(Records provided)

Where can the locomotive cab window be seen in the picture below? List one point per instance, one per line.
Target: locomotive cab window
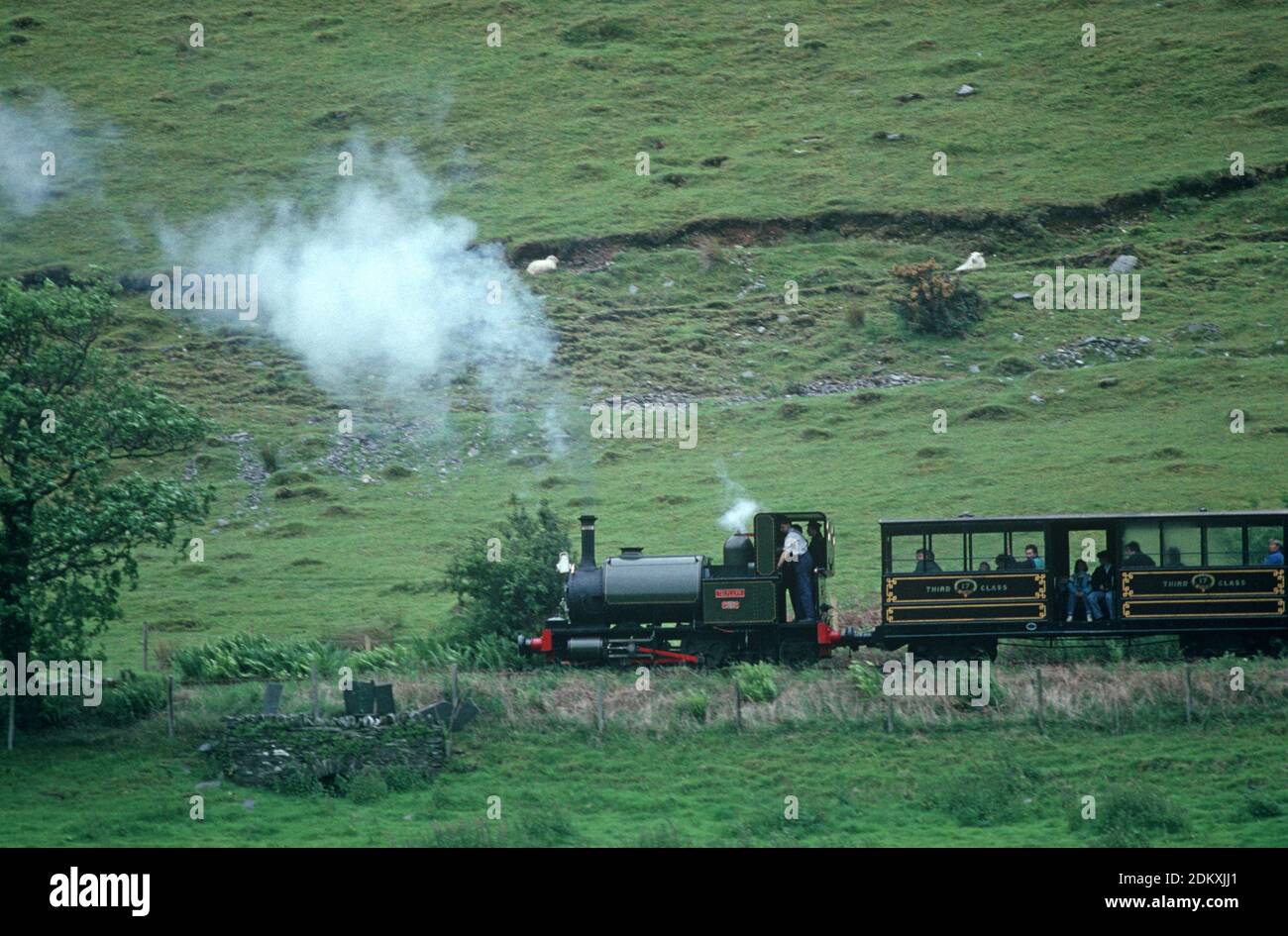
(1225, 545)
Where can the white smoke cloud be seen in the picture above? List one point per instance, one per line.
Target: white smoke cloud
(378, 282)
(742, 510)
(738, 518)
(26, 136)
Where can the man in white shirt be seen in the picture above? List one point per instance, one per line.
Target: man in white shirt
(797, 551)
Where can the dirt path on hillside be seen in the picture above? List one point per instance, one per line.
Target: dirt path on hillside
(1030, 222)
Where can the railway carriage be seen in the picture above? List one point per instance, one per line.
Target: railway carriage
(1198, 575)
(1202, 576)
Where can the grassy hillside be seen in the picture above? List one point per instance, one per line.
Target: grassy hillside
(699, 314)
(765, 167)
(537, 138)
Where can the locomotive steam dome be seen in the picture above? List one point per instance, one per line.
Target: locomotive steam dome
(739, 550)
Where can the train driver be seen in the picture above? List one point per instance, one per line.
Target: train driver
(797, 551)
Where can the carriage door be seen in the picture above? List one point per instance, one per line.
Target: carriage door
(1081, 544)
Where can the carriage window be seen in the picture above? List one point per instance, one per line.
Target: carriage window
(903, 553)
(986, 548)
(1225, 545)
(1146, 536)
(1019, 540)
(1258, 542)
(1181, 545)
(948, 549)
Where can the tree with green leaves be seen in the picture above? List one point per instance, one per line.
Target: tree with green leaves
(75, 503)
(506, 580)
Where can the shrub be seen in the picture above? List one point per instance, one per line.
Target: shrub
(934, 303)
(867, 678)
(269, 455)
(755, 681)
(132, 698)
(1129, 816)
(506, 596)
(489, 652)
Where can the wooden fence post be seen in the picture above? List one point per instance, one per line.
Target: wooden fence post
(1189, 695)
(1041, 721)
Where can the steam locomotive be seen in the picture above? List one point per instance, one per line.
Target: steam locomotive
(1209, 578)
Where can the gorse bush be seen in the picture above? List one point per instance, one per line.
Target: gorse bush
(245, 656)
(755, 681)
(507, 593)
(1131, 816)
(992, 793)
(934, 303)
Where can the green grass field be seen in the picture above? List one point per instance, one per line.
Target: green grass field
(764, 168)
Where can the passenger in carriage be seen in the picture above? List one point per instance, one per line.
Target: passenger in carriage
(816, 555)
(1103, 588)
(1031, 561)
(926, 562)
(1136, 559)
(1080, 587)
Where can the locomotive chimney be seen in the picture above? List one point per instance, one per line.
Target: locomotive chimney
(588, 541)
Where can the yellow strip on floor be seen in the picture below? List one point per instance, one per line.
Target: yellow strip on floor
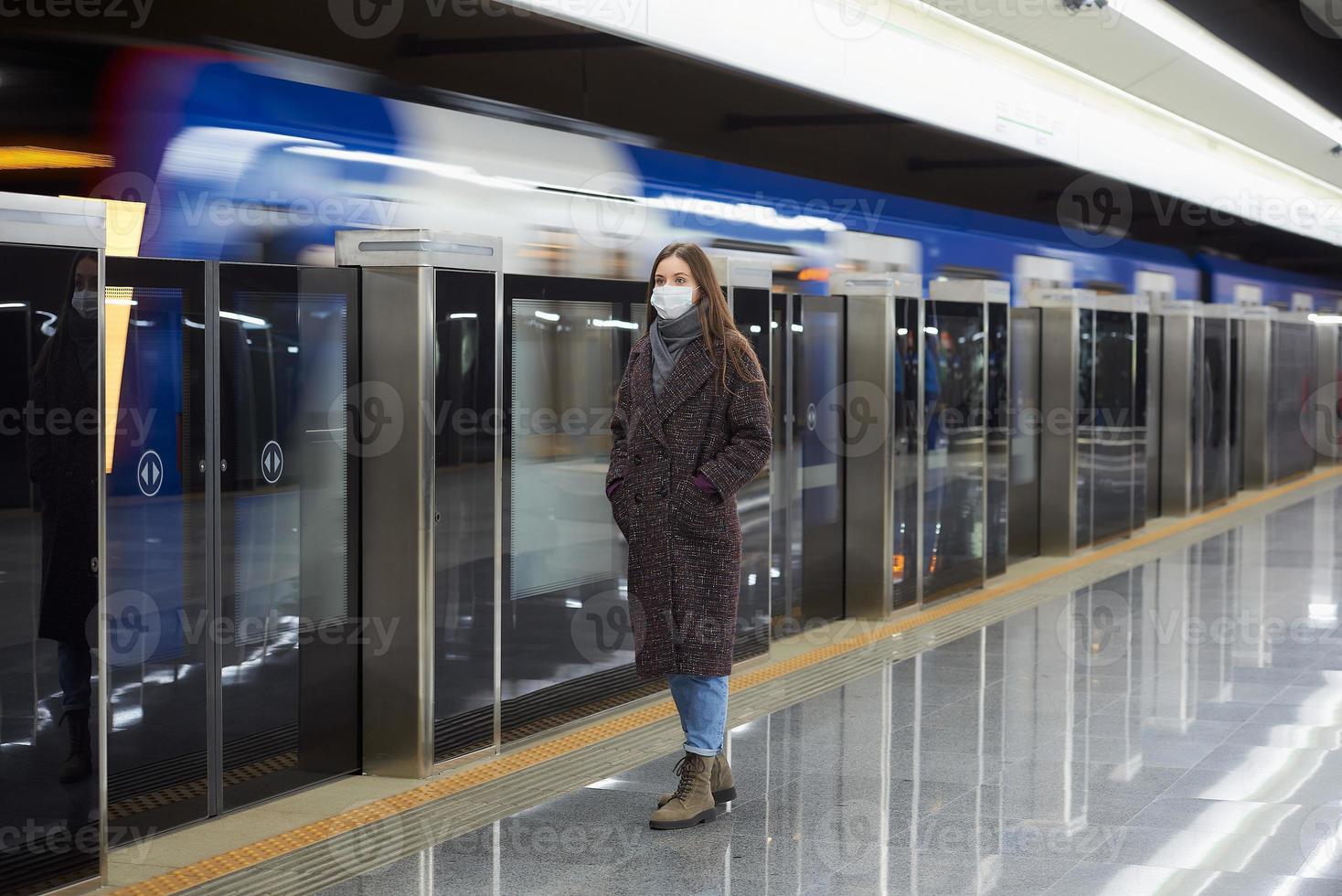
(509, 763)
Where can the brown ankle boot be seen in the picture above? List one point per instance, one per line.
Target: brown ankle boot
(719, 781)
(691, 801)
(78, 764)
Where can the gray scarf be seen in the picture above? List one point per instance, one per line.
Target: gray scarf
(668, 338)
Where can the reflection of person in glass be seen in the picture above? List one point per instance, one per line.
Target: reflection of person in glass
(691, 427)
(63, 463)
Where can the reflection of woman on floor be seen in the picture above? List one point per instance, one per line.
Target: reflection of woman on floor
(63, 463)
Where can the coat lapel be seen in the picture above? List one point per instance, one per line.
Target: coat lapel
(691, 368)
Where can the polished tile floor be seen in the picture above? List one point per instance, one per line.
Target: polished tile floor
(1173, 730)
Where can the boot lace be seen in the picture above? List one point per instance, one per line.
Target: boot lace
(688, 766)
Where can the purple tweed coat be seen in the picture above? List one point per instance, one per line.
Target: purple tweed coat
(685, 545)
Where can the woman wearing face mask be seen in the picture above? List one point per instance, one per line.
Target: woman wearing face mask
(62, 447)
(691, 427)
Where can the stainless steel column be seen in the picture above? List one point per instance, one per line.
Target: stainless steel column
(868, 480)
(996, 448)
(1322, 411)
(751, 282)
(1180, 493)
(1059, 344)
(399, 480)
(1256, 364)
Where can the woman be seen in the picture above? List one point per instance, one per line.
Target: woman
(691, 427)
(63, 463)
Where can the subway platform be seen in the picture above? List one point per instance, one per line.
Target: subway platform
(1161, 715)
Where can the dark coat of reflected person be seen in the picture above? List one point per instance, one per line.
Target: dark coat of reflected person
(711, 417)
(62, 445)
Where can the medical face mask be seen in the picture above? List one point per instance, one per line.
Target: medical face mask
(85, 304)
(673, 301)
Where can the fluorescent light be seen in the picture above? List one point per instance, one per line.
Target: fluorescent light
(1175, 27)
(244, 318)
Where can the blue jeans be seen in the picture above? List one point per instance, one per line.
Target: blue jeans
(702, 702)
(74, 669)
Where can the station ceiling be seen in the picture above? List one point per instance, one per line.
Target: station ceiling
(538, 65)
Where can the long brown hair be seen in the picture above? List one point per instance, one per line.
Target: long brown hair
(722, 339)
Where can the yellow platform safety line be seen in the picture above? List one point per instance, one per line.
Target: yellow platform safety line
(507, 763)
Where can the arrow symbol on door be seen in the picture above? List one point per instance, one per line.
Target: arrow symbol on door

(End Records provided)
(Records provided)

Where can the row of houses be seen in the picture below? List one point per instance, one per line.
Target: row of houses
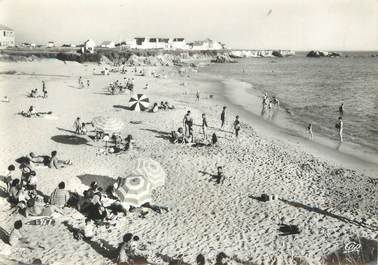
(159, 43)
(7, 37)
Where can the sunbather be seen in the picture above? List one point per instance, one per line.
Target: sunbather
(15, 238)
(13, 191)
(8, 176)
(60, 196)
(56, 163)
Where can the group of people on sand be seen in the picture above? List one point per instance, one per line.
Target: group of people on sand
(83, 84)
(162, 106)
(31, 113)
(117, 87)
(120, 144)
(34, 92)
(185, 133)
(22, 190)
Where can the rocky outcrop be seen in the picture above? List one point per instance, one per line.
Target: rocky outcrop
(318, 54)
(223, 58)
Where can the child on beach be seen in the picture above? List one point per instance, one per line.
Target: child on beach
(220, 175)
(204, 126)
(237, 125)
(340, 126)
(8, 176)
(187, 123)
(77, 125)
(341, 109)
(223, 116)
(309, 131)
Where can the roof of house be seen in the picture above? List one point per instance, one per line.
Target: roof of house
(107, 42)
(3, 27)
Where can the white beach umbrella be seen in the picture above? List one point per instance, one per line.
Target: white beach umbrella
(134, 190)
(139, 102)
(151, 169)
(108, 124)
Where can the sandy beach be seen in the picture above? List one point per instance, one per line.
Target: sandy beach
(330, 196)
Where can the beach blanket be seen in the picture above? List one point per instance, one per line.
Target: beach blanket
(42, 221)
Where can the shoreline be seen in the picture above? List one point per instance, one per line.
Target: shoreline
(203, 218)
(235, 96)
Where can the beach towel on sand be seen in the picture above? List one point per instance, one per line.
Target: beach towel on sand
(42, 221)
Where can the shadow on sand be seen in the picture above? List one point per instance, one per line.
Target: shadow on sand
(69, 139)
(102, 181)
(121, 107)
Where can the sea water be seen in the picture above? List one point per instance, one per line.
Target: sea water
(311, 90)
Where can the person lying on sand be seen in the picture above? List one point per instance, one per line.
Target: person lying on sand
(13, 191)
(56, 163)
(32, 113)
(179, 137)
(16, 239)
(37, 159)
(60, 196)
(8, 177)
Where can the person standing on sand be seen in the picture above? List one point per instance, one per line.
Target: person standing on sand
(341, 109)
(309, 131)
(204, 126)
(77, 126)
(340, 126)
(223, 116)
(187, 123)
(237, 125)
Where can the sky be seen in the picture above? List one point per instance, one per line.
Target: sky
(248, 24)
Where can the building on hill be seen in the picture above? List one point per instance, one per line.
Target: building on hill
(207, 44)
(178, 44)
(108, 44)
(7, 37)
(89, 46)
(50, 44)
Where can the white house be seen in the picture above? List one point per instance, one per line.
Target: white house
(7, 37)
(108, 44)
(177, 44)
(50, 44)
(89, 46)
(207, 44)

(End Records provided)
(Records provided)

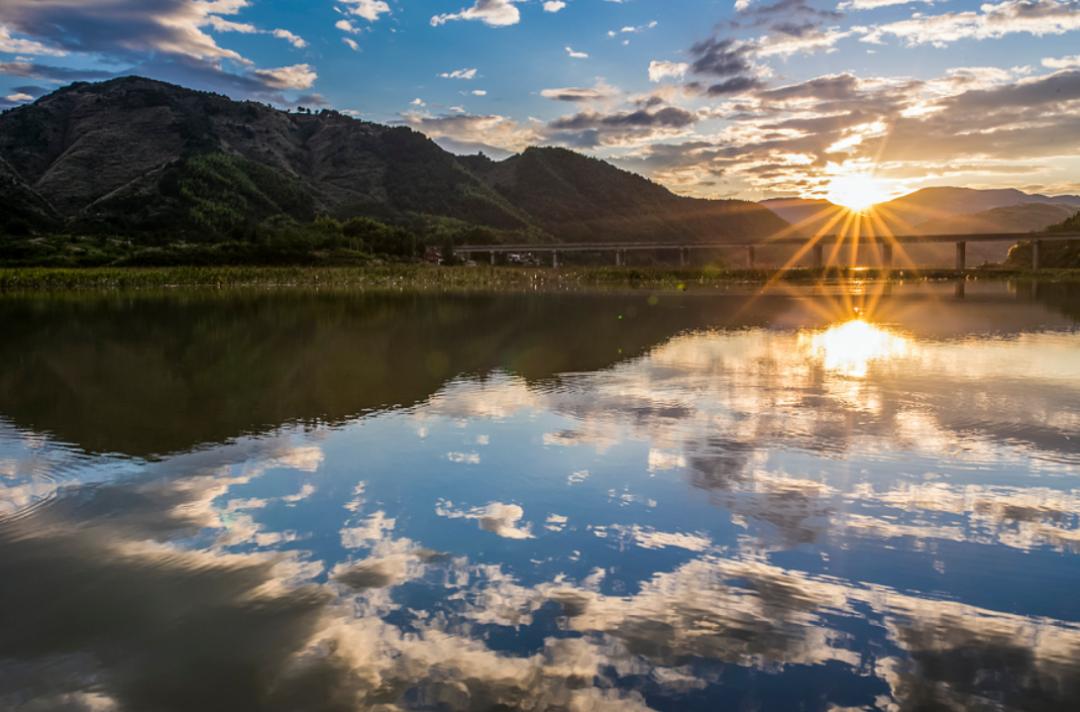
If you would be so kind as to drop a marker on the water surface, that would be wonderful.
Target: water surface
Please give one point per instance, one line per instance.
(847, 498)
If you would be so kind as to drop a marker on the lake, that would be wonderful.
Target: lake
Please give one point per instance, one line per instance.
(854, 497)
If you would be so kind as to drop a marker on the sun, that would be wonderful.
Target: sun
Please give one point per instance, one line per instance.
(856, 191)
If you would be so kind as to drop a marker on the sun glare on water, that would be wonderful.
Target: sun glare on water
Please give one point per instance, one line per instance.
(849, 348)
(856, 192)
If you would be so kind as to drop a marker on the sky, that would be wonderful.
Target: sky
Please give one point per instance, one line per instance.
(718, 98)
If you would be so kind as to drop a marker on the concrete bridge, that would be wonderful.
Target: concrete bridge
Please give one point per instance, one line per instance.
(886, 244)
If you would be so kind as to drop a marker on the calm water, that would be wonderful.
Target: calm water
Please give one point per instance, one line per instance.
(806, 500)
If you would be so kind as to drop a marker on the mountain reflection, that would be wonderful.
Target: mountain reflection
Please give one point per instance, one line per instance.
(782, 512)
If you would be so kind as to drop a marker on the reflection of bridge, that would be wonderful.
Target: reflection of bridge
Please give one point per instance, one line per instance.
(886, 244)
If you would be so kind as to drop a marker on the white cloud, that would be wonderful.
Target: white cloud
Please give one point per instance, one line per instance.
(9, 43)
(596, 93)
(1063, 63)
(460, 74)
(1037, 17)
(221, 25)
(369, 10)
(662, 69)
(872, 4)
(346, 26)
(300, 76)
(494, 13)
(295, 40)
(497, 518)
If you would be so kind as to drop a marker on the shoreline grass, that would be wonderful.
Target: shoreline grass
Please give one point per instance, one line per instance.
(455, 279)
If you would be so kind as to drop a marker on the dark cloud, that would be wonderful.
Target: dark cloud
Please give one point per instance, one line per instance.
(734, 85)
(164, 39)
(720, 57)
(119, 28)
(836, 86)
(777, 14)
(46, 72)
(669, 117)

(End Records provided)

Instructions to follow: A single number is the reply: the count of lines in the entries above that have the word "glare".

Finished task: 2